Problem to solve: Reproduce verbatim the final portion of the material below, from the line containing "cessna 152 airplane" through its last line, and nothing else.

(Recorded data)
⁂

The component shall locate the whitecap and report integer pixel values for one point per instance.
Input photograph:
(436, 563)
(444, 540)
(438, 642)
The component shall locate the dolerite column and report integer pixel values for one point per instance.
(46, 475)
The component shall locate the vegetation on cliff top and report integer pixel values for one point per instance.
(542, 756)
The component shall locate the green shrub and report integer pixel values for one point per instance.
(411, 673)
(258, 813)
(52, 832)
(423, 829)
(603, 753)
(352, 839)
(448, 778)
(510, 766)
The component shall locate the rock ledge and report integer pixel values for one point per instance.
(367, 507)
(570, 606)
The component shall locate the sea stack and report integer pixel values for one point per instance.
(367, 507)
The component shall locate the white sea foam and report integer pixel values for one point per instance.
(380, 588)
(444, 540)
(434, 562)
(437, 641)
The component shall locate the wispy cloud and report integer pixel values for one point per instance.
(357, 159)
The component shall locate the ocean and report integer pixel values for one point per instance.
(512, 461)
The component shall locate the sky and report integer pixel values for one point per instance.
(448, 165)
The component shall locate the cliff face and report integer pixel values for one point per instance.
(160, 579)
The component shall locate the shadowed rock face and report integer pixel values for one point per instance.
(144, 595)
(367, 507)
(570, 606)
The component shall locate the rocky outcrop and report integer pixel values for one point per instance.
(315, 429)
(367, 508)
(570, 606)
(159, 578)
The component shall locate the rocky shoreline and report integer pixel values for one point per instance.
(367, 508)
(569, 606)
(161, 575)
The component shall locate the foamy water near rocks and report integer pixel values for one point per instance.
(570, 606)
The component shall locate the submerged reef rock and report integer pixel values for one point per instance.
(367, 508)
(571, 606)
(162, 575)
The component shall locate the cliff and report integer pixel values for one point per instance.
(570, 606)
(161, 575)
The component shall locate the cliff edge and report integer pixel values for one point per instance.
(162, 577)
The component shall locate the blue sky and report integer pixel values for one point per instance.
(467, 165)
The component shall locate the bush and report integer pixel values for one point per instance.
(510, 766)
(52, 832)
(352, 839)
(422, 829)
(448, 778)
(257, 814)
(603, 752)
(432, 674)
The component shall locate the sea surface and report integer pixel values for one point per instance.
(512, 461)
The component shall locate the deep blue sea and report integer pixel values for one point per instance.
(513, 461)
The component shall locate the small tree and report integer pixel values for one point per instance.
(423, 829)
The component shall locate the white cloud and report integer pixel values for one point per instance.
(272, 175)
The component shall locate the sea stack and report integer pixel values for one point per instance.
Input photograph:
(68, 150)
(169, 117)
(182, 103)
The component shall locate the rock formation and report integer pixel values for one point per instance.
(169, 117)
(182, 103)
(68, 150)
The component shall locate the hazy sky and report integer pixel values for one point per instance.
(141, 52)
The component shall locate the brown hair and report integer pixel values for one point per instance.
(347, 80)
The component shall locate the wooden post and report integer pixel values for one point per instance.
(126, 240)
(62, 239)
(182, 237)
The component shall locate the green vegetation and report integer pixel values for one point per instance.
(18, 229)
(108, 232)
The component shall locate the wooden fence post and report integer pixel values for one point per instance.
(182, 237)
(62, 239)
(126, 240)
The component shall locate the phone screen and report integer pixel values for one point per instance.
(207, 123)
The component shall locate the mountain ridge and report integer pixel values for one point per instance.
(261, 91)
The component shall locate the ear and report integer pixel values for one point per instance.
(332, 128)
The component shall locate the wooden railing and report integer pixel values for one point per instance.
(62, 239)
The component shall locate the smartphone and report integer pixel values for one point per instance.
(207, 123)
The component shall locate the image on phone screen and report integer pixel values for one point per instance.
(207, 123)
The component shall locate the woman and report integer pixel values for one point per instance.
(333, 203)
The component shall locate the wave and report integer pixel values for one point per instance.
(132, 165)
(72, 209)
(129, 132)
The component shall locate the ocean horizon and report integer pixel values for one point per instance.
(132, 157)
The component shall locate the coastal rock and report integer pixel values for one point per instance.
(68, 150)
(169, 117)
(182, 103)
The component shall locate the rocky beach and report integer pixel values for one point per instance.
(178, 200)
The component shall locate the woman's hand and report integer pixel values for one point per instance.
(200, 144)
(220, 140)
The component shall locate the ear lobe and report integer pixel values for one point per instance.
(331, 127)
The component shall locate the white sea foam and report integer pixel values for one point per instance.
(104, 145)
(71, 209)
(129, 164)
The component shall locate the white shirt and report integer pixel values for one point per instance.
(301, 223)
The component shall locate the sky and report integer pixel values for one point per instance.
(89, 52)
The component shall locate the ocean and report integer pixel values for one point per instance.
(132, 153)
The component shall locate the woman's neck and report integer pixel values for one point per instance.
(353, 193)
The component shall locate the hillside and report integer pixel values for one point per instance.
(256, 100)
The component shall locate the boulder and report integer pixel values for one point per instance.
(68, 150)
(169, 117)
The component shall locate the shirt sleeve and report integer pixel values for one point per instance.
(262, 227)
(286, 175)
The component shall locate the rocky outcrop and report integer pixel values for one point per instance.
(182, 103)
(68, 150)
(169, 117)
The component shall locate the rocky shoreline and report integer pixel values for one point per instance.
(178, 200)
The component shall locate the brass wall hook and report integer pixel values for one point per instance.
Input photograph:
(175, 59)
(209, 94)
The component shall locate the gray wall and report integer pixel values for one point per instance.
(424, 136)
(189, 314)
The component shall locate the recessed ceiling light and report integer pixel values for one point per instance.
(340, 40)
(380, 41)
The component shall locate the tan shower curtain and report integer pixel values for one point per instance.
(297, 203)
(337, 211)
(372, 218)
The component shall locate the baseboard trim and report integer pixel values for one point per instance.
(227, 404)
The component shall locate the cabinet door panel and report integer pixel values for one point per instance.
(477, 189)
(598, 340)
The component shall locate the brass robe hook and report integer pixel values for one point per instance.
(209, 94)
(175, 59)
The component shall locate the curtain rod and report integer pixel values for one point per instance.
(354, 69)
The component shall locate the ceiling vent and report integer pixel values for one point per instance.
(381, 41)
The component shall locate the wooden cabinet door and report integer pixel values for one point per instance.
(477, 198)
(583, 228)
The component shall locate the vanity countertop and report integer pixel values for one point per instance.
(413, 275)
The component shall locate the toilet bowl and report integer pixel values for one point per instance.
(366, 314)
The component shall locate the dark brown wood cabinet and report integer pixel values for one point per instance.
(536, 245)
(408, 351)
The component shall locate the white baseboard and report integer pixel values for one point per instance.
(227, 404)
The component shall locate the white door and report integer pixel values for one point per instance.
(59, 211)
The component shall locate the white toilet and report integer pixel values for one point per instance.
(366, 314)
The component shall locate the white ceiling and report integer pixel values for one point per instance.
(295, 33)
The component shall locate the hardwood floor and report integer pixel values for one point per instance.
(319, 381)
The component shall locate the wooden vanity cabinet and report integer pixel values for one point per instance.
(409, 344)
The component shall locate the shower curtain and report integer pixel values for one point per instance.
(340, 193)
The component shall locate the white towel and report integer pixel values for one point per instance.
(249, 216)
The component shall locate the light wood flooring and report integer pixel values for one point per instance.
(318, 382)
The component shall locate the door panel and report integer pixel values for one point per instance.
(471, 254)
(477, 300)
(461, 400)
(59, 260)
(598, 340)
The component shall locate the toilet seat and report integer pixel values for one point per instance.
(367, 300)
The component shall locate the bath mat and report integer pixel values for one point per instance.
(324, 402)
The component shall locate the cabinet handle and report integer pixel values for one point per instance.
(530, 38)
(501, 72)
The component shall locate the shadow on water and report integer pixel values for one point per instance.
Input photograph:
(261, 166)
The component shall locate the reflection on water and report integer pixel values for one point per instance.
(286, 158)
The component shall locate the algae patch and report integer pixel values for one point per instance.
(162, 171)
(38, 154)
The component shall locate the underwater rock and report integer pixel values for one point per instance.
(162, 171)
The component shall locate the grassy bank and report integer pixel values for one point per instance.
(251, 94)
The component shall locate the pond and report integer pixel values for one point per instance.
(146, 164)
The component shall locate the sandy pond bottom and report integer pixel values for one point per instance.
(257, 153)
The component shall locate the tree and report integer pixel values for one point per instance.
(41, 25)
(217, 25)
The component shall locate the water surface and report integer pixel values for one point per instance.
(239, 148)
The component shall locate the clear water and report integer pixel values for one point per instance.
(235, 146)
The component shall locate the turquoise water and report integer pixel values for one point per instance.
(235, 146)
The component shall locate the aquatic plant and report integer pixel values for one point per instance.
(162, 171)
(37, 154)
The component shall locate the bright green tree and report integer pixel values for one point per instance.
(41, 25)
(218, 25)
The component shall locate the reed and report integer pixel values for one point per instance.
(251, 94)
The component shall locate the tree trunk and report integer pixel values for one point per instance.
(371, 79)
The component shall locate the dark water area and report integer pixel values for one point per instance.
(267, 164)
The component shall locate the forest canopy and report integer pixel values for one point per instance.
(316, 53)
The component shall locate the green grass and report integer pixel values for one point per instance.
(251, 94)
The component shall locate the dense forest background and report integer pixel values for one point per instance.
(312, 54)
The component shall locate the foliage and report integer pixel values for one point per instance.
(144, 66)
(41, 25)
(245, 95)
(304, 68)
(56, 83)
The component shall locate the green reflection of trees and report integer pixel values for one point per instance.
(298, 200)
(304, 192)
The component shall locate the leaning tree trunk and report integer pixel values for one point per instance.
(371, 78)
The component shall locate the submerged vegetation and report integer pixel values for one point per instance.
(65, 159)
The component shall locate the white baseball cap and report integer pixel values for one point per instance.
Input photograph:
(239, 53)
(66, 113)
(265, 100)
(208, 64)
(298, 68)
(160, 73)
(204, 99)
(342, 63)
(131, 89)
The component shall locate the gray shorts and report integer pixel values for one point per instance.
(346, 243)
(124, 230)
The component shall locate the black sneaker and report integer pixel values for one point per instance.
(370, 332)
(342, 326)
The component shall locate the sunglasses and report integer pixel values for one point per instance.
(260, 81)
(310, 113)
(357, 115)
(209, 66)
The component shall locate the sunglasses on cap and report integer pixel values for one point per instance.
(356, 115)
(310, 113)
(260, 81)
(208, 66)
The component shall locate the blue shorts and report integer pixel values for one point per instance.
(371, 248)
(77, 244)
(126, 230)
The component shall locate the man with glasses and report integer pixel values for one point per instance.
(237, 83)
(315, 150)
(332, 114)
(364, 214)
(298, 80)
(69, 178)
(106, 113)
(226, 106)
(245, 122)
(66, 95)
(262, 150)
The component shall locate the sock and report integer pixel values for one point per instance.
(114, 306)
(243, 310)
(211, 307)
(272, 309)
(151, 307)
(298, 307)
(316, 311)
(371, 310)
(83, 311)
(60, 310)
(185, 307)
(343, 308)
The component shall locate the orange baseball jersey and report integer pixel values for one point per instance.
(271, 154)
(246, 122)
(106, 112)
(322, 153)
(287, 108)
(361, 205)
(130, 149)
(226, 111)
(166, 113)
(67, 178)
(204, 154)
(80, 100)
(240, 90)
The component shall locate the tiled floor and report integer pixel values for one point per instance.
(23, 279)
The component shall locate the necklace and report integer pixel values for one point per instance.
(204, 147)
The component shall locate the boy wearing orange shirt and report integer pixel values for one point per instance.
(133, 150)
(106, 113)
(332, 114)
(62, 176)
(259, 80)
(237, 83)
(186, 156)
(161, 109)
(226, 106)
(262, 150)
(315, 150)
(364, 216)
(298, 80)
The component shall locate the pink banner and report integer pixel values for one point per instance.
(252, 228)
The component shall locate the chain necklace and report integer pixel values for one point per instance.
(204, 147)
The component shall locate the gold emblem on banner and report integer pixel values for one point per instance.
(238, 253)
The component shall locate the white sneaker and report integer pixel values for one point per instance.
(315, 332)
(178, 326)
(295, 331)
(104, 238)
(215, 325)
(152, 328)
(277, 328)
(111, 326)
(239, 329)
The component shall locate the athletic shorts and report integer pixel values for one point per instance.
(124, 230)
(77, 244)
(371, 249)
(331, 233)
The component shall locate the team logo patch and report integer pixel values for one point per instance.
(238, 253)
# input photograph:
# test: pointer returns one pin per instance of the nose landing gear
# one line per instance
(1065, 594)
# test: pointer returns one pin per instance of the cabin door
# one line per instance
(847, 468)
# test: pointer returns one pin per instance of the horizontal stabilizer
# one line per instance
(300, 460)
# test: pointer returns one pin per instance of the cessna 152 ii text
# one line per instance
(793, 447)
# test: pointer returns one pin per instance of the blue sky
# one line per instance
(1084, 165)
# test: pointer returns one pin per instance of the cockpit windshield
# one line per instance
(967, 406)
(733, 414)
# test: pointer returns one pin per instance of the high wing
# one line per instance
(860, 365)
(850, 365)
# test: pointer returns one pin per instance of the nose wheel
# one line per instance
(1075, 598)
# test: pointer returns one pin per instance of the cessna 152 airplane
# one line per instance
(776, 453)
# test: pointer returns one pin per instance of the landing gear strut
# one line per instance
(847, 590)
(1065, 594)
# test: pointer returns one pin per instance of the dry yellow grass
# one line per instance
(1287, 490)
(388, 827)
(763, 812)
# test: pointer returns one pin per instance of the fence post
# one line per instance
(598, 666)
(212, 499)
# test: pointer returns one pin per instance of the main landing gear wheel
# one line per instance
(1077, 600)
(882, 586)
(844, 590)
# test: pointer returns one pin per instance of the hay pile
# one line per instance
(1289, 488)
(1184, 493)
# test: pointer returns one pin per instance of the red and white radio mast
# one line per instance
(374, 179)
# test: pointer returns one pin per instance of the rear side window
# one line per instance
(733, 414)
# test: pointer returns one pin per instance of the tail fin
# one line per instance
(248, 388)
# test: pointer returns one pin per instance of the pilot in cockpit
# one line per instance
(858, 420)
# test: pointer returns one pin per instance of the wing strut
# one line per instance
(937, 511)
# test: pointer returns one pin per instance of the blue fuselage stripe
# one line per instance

⁂

Written answer:
# test: pointer returns one pin per instance of the cessna 152 airplane
# one line per instance
(776, 453)
# test: pointer returns one pin per instance of the landing gear strut
# one line per instance
(847, 590)
(1065, 594)
# test: pointer returns one pin per instance of the dry yellow grass
# one line per instance
(1287, 490)
(388, 827)
(763, 812)
# test: pointer returns one pin per instance of the fence post
# one line per instance
(598, 666)
(212, 499)
# test: pointer returns one pin per instance of the main landing gear wheel
# one line per instance
(1077, 600)
(882, 586)
(844, 590)
# test: pointer returns one pin per instance of the hay pile
# one line per instance
(1289, 488)
(1184, 493)
# test: pointer returns one pin per instance of the red and white radio mast
# one line per instance
(374, 179)
# test: pointer returns one pin per instance of the rear side window
# one line per instance
(733, 414)
# test: pointer returns one pin per instance of the tail fin
# one line per instance
(248, 388)
# test: pointer returns one pin per instance of the pilot in cockpit
# one line per instance
(858, 420)
# test: pointer returns one pin per instance of the wing strut
# one line per instance
(937, 511)
# test: pointer returns one pin per instance of the blue fuselage stripe
# one line per instance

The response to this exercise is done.